THE TASK:
Can you arrange every line of the listing below as a Markdown table with the columns Row and Line, numbering each row and skipping blank lines? Leave the pictures out.

STORED ROWS:
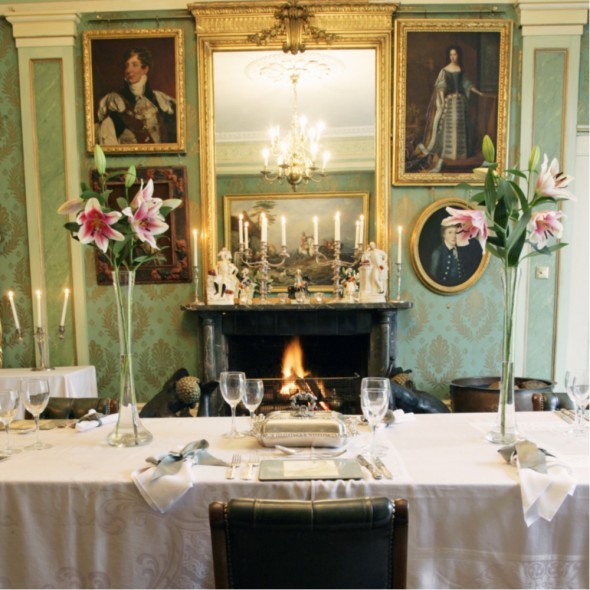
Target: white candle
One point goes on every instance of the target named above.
(361, 230)
(39, 322)
(283, 231)
(264, 229)
(13, 307)
(195, 247)
(62, 322)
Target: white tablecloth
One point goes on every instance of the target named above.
(84, 524)
(77, 381)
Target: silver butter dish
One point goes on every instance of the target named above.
(317, 429)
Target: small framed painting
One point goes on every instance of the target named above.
(439, 263)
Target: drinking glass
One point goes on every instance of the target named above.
(35, 395)
(577, 388)
(375, 392)
(252, 398)
(232, 385)
(8, 408)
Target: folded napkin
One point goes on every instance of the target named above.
(94, 419)
(171, 475)
(543, 486)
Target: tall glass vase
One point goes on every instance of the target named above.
(129, 431)
(505, 431)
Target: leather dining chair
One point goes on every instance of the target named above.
(338, 543)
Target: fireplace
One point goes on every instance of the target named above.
(341, 343)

RESULT OF THE TASK:
| Row | Line |
|---|---|
| 1 | Target: white candle |
| 2 | One point goes on every instance of the target named above. |
| 3 | (361, 230) |
| 4 | (39, 322) |
| 5 | (283, 231) |
| 6 | (264, 229) |
| 7 | (13, 307) |
| 8 | (195, 247) |
| 9 | (62, 322) |
| 10 | Target: white tablecloth |
| 11 | One point goes on every instance of the target named above. |
| 12 | (84, 524) |
| 13 | (77, 381) |
| 14 | Target: silver butter dish |
| 15 | One point goes on every instance of the target named above. |
| 16 | (317, 429) |
| 17 | Target: small framed painting |
| 18 | One point goes on every instance of the target named above. |
| 19 | (439, 263) |
| 20 | Target: drinking glass |
| 21 | One point goes on every instance of the target named above. |
| 22 | (35, 395) |
| 23 | (577, 388) |
| 24 | (375, 392) |
| 25 | (252, 398) |
| 26 | (232, 385) |
| 27 | (8, 408) |
| 28 | Target: folded napkin |
| 29 | One point goes on every instance of the target named above. |
| 30 | (94, 419) |
| 31 | (171, 475) |
| 32 | (543, 486) |
| 33 | Target: tall glass vase |
| 34 | One point goes on every instance of the target named above. |
| 35 | (129, 431) |
| 36 | (505, 431) |
| 37 | Target: leather dining chair |
| 38 | One point goes on every instance of the target named above. |
| 39 | (338, 543) |
| 40 | Target: fireplace |
| 41 | One point goes on every instance of the target named above. |
| 42 | (341, 343) |